Repeat, word for word, every line from the line holding "Check that every instance of the bride's" through the final line of the entries below. Skip all pictures.

··· Records supplied

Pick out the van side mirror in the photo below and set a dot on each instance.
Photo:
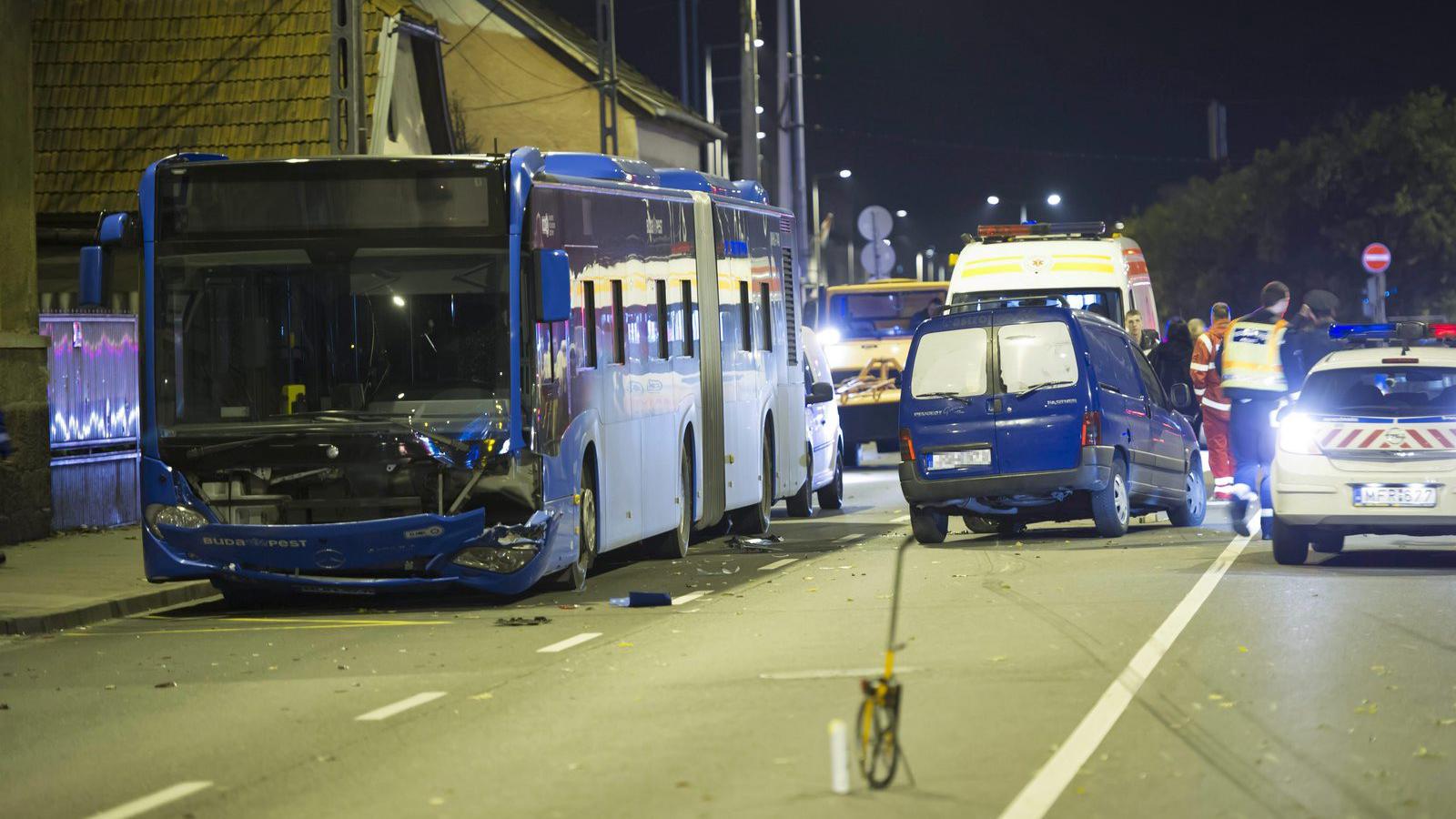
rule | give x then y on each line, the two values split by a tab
553	285
1181	395
113	230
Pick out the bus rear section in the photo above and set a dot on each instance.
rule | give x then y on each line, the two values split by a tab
865	331
1091	270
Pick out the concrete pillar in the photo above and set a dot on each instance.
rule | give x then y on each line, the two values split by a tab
25	477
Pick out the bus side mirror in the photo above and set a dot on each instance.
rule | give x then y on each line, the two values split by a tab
114	229
553	280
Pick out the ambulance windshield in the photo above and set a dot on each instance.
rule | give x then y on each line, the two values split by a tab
1390	392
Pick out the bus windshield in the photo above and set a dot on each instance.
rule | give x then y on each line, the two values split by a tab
335	288
885	312
255	334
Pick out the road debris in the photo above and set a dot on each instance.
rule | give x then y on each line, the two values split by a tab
538	620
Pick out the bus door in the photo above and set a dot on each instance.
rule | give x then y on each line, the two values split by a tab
711	369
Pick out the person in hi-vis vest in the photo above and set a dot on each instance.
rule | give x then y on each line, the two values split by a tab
1252	378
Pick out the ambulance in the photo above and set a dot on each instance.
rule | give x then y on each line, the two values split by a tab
1079	261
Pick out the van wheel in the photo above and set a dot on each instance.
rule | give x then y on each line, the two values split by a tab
673	544
928	525
754	519
1196	497
834	494
801	504
1290	544
1110	504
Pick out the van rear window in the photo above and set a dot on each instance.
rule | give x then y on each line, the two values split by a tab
1036	354
951	361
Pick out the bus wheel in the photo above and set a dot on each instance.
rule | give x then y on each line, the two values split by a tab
834	494
754	519
673	544
574	577
801	504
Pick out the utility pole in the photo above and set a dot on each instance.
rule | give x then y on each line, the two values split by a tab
749	94
347	121
608	73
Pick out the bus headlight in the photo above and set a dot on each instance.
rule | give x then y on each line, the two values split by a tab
175	516
1296	435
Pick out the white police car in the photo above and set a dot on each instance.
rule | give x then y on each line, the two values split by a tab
1369	446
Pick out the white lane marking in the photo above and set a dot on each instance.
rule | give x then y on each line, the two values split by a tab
568	643
834	673
1046	787
164	796
397	707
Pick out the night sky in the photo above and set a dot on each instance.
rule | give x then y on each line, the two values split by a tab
936	104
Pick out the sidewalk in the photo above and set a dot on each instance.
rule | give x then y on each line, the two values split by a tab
82	577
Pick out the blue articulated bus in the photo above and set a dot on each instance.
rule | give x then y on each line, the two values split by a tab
368	373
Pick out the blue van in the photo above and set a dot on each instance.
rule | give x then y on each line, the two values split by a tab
1016	411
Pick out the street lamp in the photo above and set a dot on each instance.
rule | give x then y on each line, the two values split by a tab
819	241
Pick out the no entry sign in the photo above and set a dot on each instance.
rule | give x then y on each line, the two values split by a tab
1376	257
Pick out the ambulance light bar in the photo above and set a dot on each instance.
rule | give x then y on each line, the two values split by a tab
1041	229
1397	331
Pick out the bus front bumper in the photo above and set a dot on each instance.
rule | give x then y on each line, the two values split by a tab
397	554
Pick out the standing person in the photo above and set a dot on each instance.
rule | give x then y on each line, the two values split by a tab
1145	339
1171	360
1208	387
1310	341
1252	370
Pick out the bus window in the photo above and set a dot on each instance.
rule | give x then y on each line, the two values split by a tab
744	317
619	325
589	321
688	315
662	319
768	317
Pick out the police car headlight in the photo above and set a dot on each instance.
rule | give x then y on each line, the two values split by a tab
1296	435
175	516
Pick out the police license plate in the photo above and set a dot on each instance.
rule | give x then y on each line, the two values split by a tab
1395	494
961	458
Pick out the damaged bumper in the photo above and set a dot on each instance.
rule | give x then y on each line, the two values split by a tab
419	551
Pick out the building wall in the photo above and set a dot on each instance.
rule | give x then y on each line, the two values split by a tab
25	477
507	91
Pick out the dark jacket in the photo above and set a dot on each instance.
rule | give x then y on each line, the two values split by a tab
1303	347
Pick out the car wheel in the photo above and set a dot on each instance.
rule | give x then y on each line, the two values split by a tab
1290	544
834	494
1196	497
801	504
754	519
674	544
928	525
574	577
1111	504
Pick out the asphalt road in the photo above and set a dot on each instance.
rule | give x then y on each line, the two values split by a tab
1055	673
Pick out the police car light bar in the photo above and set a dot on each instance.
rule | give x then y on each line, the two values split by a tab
1402	331
1041	229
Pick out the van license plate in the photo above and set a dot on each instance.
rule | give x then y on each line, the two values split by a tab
1395	494
960	458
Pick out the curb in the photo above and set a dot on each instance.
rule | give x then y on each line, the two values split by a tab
108	610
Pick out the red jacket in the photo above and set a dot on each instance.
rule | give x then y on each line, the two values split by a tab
1205	373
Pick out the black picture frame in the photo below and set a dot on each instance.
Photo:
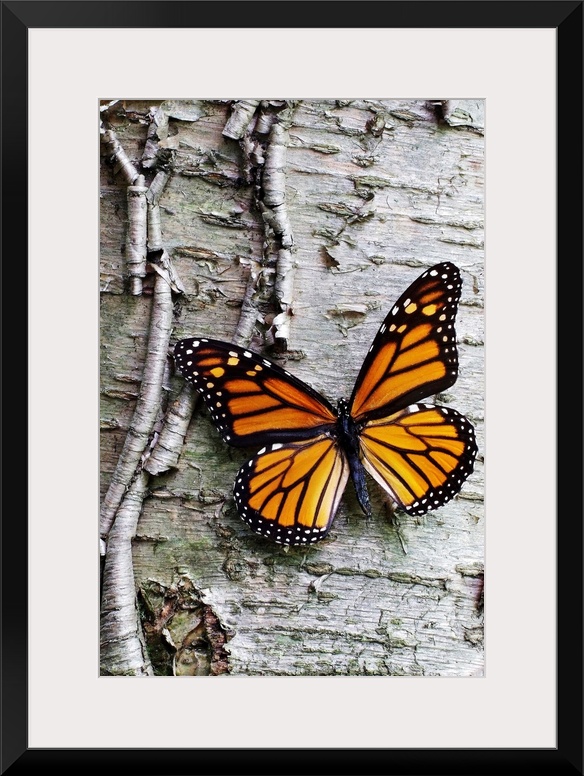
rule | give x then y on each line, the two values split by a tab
566	18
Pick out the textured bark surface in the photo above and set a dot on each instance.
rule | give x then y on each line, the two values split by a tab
357	198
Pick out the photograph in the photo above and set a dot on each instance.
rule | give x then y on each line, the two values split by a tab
296	317
292	387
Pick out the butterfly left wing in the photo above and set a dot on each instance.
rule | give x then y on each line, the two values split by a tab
289	493
252	401
421	455
414	353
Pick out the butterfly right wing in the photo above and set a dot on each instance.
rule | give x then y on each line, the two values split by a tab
420	456
290	492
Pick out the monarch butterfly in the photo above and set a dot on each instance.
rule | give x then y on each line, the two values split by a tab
420	454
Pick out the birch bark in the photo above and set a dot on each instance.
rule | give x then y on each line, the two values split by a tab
294	226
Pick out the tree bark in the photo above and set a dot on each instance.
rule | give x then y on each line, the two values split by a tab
290	227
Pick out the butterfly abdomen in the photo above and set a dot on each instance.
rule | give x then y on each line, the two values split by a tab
348	437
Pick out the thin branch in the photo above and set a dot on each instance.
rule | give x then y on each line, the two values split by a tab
148	404
122	648
136	234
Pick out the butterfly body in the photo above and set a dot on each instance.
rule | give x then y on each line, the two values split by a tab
419	454
348	438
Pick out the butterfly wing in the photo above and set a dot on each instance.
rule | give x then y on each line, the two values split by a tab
414	353
289	493
420	456
252	401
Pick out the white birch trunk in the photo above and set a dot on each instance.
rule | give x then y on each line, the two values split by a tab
305	230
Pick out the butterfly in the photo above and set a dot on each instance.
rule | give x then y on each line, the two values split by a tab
420	454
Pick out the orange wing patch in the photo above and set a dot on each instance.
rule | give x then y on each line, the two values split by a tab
420	456
252	400
414	353
290	493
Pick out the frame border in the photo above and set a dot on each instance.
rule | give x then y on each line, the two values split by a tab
566	17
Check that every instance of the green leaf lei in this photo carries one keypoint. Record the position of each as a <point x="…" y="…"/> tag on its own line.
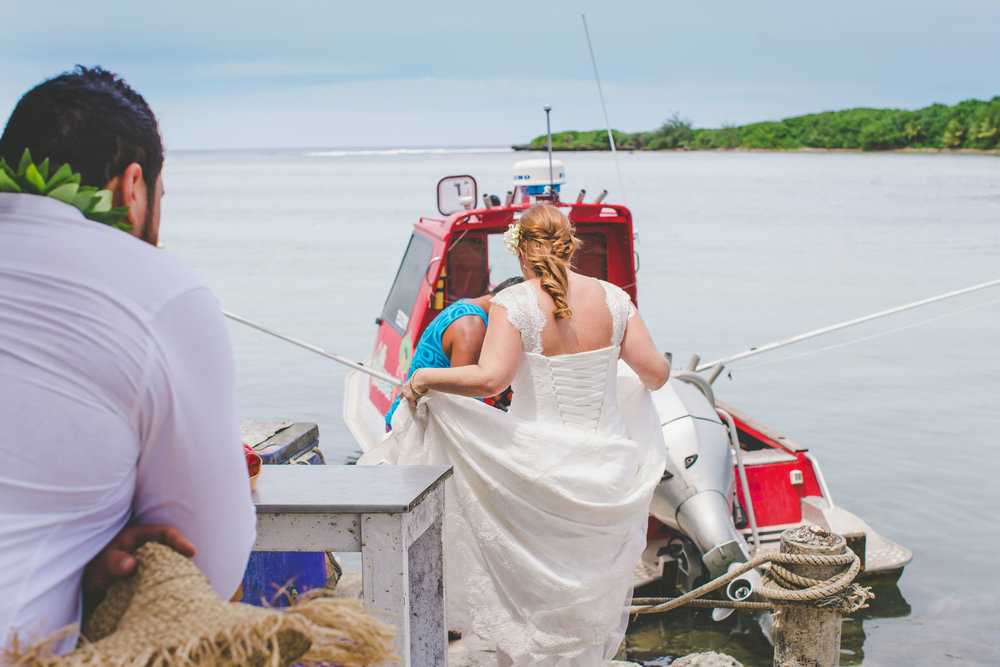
<point x="65" y="186"/>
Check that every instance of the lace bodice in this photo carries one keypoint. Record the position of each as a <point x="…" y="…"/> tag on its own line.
<point x="574" y="390"/>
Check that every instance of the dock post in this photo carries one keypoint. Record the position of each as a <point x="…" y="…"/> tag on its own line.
<point x="806" y="635"/>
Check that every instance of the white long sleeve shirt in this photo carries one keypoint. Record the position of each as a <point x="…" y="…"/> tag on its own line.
<point x="117" y="403"/>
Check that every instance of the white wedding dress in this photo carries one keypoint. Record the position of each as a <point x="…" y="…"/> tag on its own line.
<point x="547" y="509"/>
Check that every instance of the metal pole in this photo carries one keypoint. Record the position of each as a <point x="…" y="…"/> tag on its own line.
<point x="548" y="130"/>
<point x="611" y="136"/>
<point x="385" y="377"/>
<point x="843" y="325"/>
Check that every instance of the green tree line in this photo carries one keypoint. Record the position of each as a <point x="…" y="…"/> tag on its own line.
<point x="970" y="124"/>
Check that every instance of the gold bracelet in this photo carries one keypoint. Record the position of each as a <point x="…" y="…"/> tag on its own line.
<point x="413" y="389"/>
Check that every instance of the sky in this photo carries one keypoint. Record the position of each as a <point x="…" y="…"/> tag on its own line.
<point x="330" y="74"/>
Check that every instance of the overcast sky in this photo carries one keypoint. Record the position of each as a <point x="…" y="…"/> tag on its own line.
<point x="301" y="73"/>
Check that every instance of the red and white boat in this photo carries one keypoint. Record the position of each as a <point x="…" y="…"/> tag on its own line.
<point x="701" y="519"/>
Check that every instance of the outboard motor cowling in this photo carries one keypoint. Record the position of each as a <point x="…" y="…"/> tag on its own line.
<point x="695" y="496"/>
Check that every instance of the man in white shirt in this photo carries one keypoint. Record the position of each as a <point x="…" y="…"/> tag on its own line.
<point x="117" y="389"/>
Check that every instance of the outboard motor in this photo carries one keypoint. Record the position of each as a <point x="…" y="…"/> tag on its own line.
<point x="696" y="494"/>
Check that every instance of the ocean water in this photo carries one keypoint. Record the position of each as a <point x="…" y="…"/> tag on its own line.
<point x="736" y="250"/>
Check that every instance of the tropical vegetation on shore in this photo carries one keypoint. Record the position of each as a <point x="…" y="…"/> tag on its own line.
<point x="972" y="124"/>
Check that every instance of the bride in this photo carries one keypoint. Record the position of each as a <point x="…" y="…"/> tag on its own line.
<point x="547" y="510"/>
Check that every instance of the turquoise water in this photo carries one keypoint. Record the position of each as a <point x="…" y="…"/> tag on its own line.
<point x="736" y="250"/>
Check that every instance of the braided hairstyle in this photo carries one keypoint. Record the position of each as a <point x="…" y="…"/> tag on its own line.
<point x="547" y="244"/>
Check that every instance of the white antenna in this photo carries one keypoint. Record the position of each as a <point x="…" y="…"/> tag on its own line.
<point x="604" y="107"/>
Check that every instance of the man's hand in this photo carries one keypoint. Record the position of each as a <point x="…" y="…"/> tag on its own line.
<point x="115" y="560"/>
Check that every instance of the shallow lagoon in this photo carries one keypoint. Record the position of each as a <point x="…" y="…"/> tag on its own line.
<point x="736" y="250"/>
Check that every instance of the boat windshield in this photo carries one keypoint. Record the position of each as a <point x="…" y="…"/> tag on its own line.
<point x="405" y="289"/>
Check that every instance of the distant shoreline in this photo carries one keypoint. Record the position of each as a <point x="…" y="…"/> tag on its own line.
<point x="805" y="149"/>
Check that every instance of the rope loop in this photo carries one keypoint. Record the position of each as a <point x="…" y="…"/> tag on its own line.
<point x="779" y="585"/>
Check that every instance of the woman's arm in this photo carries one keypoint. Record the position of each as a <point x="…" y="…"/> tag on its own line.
<point x="641" y="354"/>
<point x="493" y="373"/>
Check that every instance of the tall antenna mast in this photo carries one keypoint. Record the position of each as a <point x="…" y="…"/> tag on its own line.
<point x="604" y="107"/>
<point x="548" y="130"/>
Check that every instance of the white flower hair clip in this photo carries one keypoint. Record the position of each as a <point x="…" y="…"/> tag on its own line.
<point x="512" y="237"/>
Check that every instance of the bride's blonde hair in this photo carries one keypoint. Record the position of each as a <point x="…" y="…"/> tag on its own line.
<point x="547" y="243"/>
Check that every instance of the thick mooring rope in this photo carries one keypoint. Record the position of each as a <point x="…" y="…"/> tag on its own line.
<point x="779" y="585"/>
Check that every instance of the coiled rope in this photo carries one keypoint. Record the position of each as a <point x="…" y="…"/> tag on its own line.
<point x="779" y="585"/>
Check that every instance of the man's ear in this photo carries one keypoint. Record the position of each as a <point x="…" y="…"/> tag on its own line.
<point x="129" y="189"/>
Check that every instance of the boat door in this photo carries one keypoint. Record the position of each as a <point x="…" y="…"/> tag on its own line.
<point x="403" y="314"/>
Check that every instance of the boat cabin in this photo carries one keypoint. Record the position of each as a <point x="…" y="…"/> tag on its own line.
<point x="461" y="255"/>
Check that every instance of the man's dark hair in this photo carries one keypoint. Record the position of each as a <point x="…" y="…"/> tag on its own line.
<point x="90" y="119"/>
<point x="505" y="284"/>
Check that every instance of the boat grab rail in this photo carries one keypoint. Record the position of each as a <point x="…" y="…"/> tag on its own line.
<point x="819" y="478"/>
<point x="734" y="439"/>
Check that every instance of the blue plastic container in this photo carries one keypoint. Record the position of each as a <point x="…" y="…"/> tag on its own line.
<point x="278" y="577"/>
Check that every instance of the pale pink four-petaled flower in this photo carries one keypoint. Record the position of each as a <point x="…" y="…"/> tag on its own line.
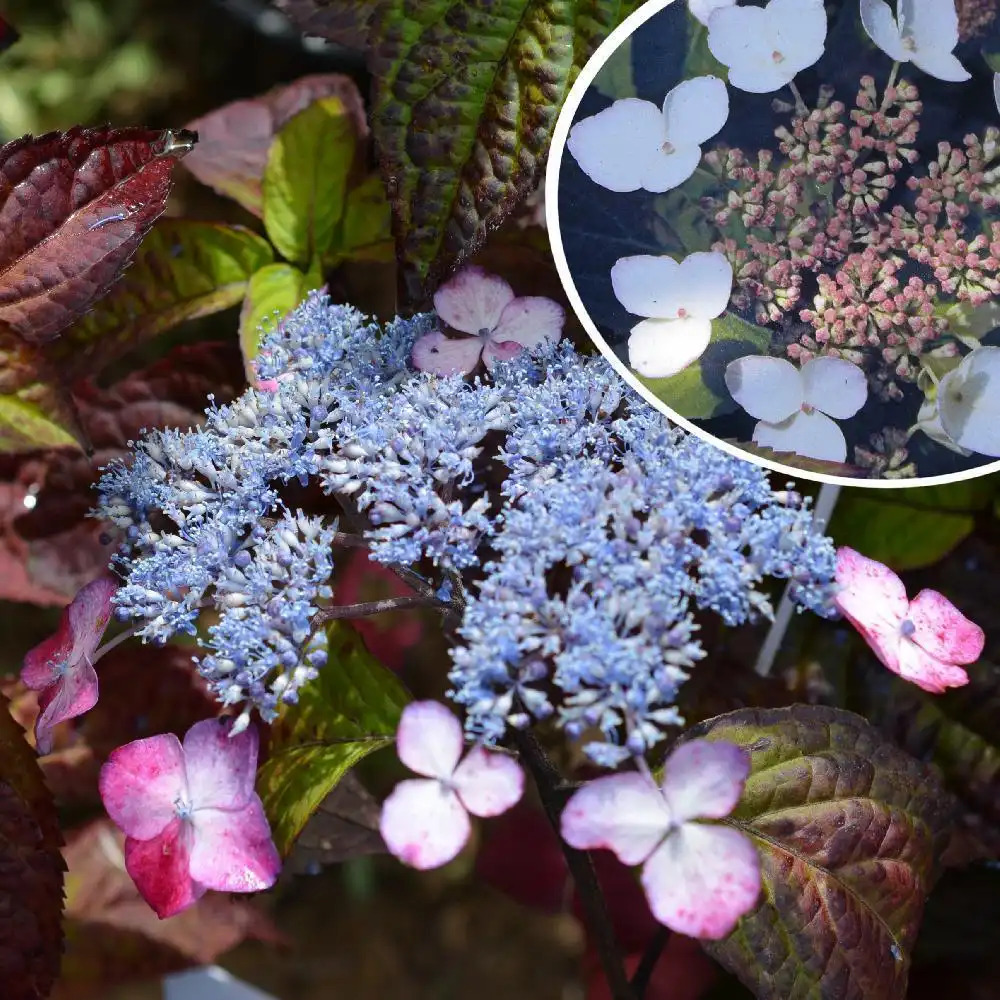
<point x="61" y="668"/>
<point x="499" y="324"/>
<point x="926" y="641"/>
<point x="699" y="878"/>
<point x="425" y="822"/>
<point x="190" y="814"/>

······

Correct result:
Check that every instance of the bride's blonde hair in this photo carries one keypoint. Record the position of each as a <point x="…" y="…"/> tag on its own line.
<point x="547" y="243"/>
Check that every instance of the thick mooring rope in this photo carries one keypoint. Record the position of each as a <point x="…" y="…"/> tag on its own line.
<point x="779" y="585"/>
Check that every instance of the coiled rope in this photo carries one keypoint. Record the position of each as a <point x="…" y="…"/> tag on its own line.
<point x="779" y="585"/>
Check that every instance of the man's ear in this photo carries one keypoint. Record the position of each as a <point x="…" y="…"/> tag on its own line.
<point x="129" y="189"/>
Check that every instance of the boat door in this photo carries one keypoint. Record the position of each as a <point x="…" y="…"/> tag on its own line.
<point x="403" y="314"/>
Check that every instance of the boat cabin in this photo carries one keypoint. Record the position of each as a <point x="…" y="…"/> tag on its own line.
<point x="461" y="255"/>
Check that every instance of the man's dark hair in this photo carries one keypoint. Record the position of each as a <point x="…" y="…"/> tag on its own line.
<point x="90" y="119"/>
<point x="505" y="284"/>
Check that every instance of the boat grab rail in this photo carries one keypoint. Record the position of each as a <point x="…" y="…"/> tag on its own line.
<point x="819" y="478"/>
<point x="734" y="439"/>
Check that every instance of the blue plastic container in this photo carries one keypoint. Record the position of each as a <point x="…" y="…"/> tag on its own line.
<point x="278" y="577"/>
Check that every instance of the pale pink four-petaled flower in this photo carries one keypoint. Record the position of each as a <point x="…" y="…"/> tag on its own line.
<point x="61" y="668"/>
<point x="499" y="324"/>
<point x="926" y="641"/>
<point x="699" y="878"/>
<point x="425" y="822"/>
<point x="190" y="814"/>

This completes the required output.